> [SUPPLIED MATERIAL]
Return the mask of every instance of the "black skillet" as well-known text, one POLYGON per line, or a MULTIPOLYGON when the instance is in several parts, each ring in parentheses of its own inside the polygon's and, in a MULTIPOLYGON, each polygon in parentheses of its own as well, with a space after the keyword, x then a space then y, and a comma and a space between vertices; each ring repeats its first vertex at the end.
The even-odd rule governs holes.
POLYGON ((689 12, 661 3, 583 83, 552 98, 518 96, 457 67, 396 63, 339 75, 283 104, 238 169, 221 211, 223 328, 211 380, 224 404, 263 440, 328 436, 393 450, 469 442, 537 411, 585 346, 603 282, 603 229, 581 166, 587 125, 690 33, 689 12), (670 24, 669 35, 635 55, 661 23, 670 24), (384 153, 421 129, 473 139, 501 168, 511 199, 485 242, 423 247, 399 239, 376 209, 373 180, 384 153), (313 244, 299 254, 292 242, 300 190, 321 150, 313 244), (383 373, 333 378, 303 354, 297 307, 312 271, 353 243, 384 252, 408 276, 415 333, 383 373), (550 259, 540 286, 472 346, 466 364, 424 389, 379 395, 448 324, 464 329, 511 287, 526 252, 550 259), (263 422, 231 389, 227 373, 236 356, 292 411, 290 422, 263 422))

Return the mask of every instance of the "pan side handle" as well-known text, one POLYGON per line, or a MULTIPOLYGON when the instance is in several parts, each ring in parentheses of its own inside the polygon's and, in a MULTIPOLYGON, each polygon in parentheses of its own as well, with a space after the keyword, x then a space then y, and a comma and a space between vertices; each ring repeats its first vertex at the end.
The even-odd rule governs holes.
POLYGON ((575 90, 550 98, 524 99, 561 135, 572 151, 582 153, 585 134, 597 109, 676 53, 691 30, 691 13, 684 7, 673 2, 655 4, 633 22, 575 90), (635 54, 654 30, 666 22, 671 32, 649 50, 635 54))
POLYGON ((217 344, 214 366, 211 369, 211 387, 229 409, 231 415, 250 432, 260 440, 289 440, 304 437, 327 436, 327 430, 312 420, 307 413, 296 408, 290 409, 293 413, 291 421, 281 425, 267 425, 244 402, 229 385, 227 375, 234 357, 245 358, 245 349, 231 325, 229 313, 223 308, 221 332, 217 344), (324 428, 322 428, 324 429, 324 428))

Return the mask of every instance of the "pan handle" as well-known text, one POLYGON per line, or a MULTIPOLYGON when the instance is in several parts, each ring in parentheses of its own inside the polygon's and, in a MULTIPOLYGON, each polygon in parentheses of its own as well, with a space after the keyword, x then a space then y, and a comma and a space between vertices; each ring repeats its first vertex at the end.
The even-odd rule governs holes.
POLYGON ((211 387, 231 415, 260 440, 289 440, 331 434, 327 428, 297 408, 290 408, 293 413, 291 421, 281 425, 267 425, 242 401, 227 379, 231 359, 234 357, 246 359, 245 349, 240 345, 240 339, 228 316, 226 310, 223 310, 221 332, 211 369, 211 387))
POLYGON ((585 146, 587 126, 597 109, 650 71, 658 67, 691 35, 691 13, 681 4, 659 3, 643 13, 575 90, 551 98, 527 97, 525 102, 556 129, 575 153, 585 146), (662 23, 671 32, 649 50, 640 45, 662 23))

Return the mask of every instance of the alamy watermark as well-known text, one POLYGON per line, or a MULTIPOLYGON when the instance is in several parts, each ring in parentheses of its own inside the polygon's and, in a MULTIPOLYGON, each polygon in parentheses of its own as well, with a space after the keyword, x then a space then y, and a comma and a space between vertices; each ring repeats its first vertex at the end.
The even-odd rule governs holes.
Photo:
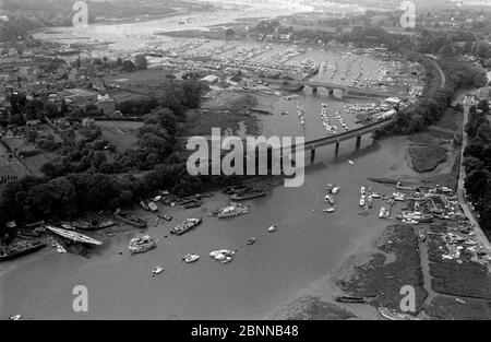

> [GIVEN INSTRUCTION] Put every line of the data above into a numbered list, skipping blank lines and leaving out the pictures.

> [TASK OUTPUT]
1. Return the mask of every instance of the "black skillet" as well-known text, one POLYGON per line, or a MULTIPOLYGON when the instance is in several parts, each ring in parentheses of its own inside the polygon's and, in a MULTIPOLYGON, each polygon in parentheses of its own as well, with a space after the keyword, x then a space then y, and a comma and a space between vertices; each ring repeats its first vertex at the end.
2. The even-odd rule governs holes.
3. POLYGON ((689 12, 661 3, 583 83, 552 98, 518 96, 457 67, 396 63, 339 75, 283 104, 238 169, 221 211, 223 328, 211 380, 224 404, 263 440, 328 436, 393 450, 469 442, 537 411, 585 346, 603 282, 603 229, 581 166, 587 125, 690 33, 689 12), (670 24, 669 35, 635 55, 661 23, 670 24), (384 153, 421 129, 473 139, 501 168, 511 199, 485 242, 423 247, 399 239, 376 209, 373 180, 384 153), (313 244, 299 254, 292 242, 300 190, 321 150, 313 244), (383 373, 333 378, 303 354, 297 307, 312 271, 353 243, 384 252, 408 276, 415 333, 383 373), (550 259, 540 286, 472 346, 466 364, 424 389, 379 395, 448 324, 464 329, 511 287, 526 252, 550 259), (263 422, 231 389, 227 373, 236 356, 292 411, 290 422, 263 422))
4. Return the mask of every instance of the "pan side handle" as well-known text, one POLYGON per line, or a MULTIPOLYGON when the instance is in several parts, each ring in parentheses of its own inside the polygon's and, in a MULTIPOLYGON, each polygon in parentheses of its own as well, with a space after the keyword, x then a space then y, and a comma and a space between vertices; each ring repeats its first vertex at the end.
5. The even-odd rule governs holes.
6. POLYGON ((575 90, 550 98, 524 99, 561 135, 572 151, 582 153, 585 134, 597 109, 676 53, 691 30, 691 13, 684 7, 673 2, 655 4, 633 22, 575 90), (635 54, 654 30, 666 22, 671 32, 649 50, 635 54))
7. POLYGON ((217 344, 214 366, 211 369, 211 387, 229 409, 231 415, 250 432, 260 440, 289 440, 304 437, 327 436, 327 430, 312 420, 307 413, 296 408, 290 409, 293 413, 291 421, 281 425, 267 425, 244 402, 229 385, 227 375, 234 357, 245 358, 245 349, 231 325, 229 313, 223 308, 221 332, 217 344), (324 428, 322 428, 324 429, 324 428))
8. Return the mask of every instance of the "pan handle" as well-known text, one POLYGON per line, or a MULTIPOLYGON when the instance is in several parts, each ring in parentheses of its own inside the polygon's and, in a MULTIPOLYGON, each polygon in parentheses of its own as well, with a space after the keyword, x then a space then y, and a comma and a space between vertices; each ring repeats its first vertex at the end.
9. The even-odd rule governs holes.
10. POLYGON ((211 387, 231 415, 260 440, 289 440, 331 434, 327 428, 297 408, 290 408, 293 413, 291 421, 281 425, 267 425, 242 401, 227 379, 231 359, 234 357, 246 359, 245 349, 240 345, 240 339, 228 316, 226 310, 223 310, 221 332, 211 369, 211 387))
11. POLYGON ((585 146, 587 126, 597 109, 650 71, 658 67, 691 35, 691 13, 681 4, 659 3, 643 13, 575 90, 551 98, 527 97, 525 102, 556 129, 575 153, 585 146), (662 23, 671 32, 649 50, 640 45, 662 23))
12. Return the mask of every instance of the alamy watermark as well-known text, one POLYGON per line, or a MULTIPOLYGON when the instance is in several parts, each ring in parentheses of its own inside the polygon's and, in a MULTIPOLYGON, each polygon in parentheses of its own as well, with a space after the keyword, x then a space then y, and a comma and a space between vertices; each ring repeats its first vertex at the end.
13. The even-odd rule governs holes.
14. Photo:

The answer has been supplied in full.